# Kutipan Teks:
#####
Pertama, situs CekFakta menjadi salah satu rujukan verifikasi terhadap disinformasi yang beredar pada saat debat pemilihan presiden (pilpres). Publik juga selalu menunggu hasil cek fakta yang dilakukan oleh media mainstream. Kalau sebelumnya orang tak tahu kemana harus mengecek hoaks, sejak Pemilu 2019 publik mengerti kemana harus memverifikasinya. Mereka punya saluran yang dituju. Bahkan, redaksi Tempo, Liputan 6 dan Kompas banyak menerima pengaduan tentang hoaks justru dari publik yang proaktif bertanya atau menghubungi media.

Kedua, ada perubahan perilaku politisi. Mereka menjadi relatif lebih berhati-hati dalam mengucapkan sesuatu saat debat, terutama yang menyangkut angka-angka. Cenderung normatif.
#####
# Data yang Ditampilkan:
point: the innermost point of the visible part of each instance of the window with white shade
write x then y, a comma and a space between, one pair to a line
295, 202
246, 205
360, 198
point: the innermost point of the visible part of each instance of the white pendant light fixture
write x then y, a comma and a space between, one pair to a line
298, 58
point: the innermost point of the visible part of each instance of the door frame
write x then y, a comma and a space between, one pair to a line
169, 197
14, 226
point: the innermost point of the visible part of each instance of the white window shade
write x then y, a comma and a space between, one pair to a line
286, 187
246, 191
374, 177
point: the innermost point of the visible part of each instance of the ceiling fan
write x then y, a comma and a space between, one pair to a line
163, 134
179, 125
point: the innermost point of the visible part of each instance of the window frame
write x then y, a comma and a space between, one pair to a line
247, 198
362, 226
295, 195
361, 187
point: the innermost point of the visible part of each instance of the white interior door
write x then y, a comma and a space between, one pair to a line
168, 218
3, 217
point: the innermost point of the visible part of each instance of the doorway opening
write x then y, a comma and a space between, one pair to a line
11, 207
#####
# Petunjuk:
Lanjutkan teks tentang cek fakta pada Pemilu 2019 mulai dari sesudah kalimat terakhirnya.

# Contoh Penyelesaian:
Dalam lima kali cek fakta Debat Pilpres yang dilakukan media secara berkolaborasi di Kantor Google, para capres terlihat semakin mempersiapkan materi dan tidak asal-asalan merespon pertanyaan. Tugas media salah satunya memang untuk mengedukasi.

Bagaimana mengecek informasi yang sulit dilacak dengan teknologi?

Seperti yang saya sebutkan sebelumnya. Dalam kasus video yang belum pernah diunggah dan sulit diverifikasi, jurnalis perlu turun langsung ke lapangan.

Ambil contoh, video viral yang memperlihatkan pasukan Brimob di Kampung Bali, Jakarta, pada saat Kerusuhan Mei 2019. Kami telah mencoba menelusuri video tersebut apakah pernah diunggah sebelumnya, ternyata tidak ketemu.

Melalui berbagai petunjuk, salah satunya Google Map, ciri-ciri yang ada memang memperlihatkan bahwa lokasi tersebut ada di Kampung Bali. Berdasarkan petunjuk itulah, Tempo kemudian menugaskan reporter ke lapangan dan mewawancarai orang-orang yang tinggal di sana.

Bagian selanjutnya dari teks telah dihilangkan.